Copy every line of the records below without changing a word, and leave out the pictures.

___ Entries supplied

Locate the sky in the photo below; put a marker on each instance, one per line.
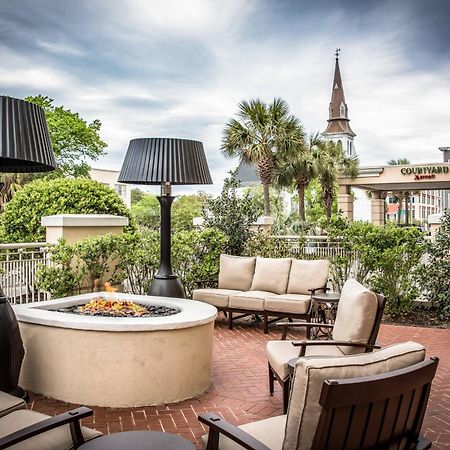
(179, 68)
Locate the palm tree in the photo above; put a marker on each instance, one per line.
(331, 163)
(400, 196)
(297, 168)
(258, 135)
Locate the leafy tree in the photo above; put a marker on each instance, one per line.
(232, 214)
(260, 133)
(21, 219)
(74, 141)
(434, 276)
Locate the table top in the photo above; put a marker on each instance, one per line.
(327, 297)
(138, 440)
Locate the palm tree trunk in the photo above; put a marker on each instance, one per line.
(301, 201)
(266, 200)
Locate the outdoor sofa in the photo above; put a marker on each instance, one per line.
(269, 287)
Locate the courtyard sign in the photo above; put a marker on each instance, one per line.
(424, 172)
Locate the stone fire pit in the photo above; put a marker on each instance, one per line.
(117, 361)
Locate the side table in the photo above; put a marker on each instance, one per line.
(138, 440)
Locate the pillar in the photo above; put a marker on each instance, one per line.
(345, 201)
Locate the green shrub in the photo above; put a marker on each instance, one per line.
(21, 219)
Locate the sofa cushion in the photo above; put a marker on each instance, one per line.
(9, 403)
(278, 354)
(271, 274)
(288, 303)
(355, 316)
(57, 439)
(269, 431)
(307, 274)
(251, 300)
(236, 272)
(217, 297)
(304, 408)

______

__Solution to this exercise__:
Locate the sky in the photo below; put a marker on each instance, one per line.
(179, 68)
Locate the palm tree in the photo above; put a marker on each instance, one per line.
(331, 163)
(400, 196)
(297, 168)
(258, 135)
Locate the leafy tree in the photo above; put a marker on each instance, one per line.
(232, 214)
(260, 133)
(21, 219)
(74, 141)
(434, 276)
Locate the table top in the photo above; put a marker on each instance, one per line.
(327, 297)
(138, 440)
Locate the palm tree trunk in the photo above; put a marker on each instance, one per line.
(301, 201)
(266, 200)
Locate the outdoor sofa in the photo above; put a marker on each instance, one per line.
(269, 287)
Locate the courtyard sign in the photo above; put a marker on each instance, one per line.
(424, 172)
Locate the stone fire pit in the photo above; put a marker on each instance, one per line.
(117, 361)
Locate the side table in the photo above; put a marker on each instance, one per line.
(138, 440)
Locate the pillar in the photo above; put a marker on each instance, one per line.
(345, 201)
Locate the green shrub in the photo above; put a marker on each instance, one per line.
(21, 219)
Locate the sofa cushion in the photo above; put a marker on each instance, one per line.
(9, 403)
(278, 354)
(271, 274)
(288, 303)
(355, 316)
(57, 439)
(269, 431)
(307, 274)
(251, 300)
(236, 272)
(217, 297)
(304, 408)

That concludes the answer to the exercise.